EXERCISE MATERIALS |
--- Begin ---

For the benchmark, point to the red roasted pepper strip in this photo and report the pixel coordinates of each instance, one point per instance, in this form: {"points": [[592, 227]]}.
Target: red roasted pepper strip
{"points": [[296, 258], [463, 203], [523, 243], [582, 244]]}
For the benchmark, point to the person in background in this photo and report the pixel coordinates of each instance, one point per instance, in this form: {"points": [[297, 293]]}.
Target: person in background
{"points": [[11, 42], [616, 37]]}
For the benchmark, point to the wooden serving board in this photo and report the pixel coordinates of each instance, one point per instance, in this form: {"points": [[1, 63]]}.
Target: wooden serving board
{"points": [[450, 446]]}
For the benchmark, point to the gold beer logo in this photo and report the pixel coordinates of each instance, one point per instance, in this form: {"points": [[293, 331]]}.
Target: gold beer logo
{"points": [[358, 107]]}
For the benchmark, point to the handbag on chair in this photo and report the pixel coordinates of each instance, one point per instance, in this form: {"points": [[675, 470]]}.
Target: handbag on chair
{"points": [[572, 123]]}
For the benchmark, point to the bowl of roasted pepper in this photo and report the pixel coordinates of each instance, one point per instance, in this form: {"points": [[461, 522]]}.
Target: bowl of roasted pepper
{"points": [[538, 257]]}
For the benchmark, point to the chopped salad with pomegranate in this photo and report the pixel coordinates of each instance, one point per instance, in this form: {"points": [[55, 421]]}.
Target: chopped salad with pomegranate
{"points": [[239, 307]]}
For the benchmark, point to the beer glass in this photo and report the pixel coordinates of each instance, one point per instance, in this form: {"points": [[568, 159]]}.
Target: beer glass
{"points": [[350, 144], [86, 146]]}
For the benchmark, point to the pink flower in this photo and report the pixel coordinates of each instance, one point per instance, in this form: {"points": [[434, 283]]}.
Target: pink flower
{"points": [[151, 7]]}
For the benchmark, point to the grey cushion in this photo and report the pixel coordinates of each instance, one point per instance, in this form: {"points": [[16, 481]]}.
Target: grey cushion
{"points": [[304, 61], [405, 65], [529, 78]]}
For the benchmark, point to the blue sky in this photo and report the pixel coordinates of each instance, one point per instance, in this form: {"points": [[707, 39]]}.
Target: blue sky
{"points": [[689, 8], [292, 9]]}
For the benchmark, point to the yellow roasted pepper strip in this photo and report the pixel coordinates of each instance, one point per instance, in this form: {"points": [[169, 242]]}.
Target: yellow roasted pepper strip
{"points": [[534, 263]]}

--- End ---

Present all of the items above as a two-column CSV with the header columns "instruction" and "points", one row per item. Put each item's text and its answer in a single quoted field apiece, with any line breaks replaced by spaces.

EXPECTED ANSWER |
instruction,points
"For the benchmark, point to the red roasted pepper strip in this photo and report the pixel coordinates of each instance, one point per instance, in this form: {""points"": [[592, 227]]}. Target: red roasted pepper strip","{""points"": [[296, 258], [463, 203], [523, 243], [582, 244]]}"
"For the benchmark, point to the person in background in this photo and report the pixel coordinates of each instance, one point per instance, in this form: {""points"": [[297, 293]]}. Target: person in background","{""points"": [[11, 42], [616, 37]]}"
"For the benchmark, point to the wooden serving board in this photo and report the pixel coordinates of each instance, one point per instance, in this form: {""points"": [[1, 63]]}. Target: wooden serving board","{""points"": [[450, 446]]}"
"For the benchmark, point to the gold beer logo in this photo and report the pixel coordinates of each instance, one point per instance, in this form: {""points"": [[293, 331]]}. Target: gold beer logo","{""points"": [[358, 107]]}"
"For the benchmark, point to the handbag on chair in this photo and report the pixel coordinates of each instance, one point per instance, in this form: {""points"": [[675, 470]]}. Target: handbag on chair","{""points"": [[572, 123]]}"
"For the benchmark, point to the bowl of roasted pepper in this photo and report the pixel coordinates of each instance, one point per instance, in this form: {""points"": [[461, 522]]}. Target: bowl of roasted pepper","{""points"": [[538, 257]]}"
"For the benchmark, point to the chopped salad with pomegranate in this photo and report the pixel coordinates of each instance, one point per instance, in this form: {""points"": [[55, 421]]}. Target: chopped salad with pomegranate","{""points"": [[239, 307]]}"
"For the benchmark, point to the beer glass in this photo and report the pixel coordinates of each instance, one point per instance, in this form: {""points"": [[568, 159]]}. Target: beer glass","{""points"": [[350, 144], [86, 146]]}"
"For the benchmark, point to the pink flower in this photo and report the pixel coordinates of each instance, one point per instance, in this form: {""points"": [[434, 283]]}. Target: pink flower","{""points"": [[151, 7]]}"
"For the benchmark, point to the grey cushion in this photo and report the pixel coordinates of each instance, one point per instance, in this form: {""points"": [[16, 481]]}. Target: grey cushion","{""points"": [[304, 61], [405, 65], [529, 78]]}"
"For the benchmark, point to the blue sky in this photo and report the pixel coordinates of each instance, one point per instance, in this form: {""points"": [[707, 39]]}. Target: blue sky","{""points"": [[689, 8], [292, 9]]}"
"For the benchmark, point to the yellow roasted pepper strip in this photo and report the pixel coordinates of each instance, one point per instance, in this form: {""points"": [[169, 242]]}. Target: yellow roasted pepper strip","{""points"": [[534, 263]]}"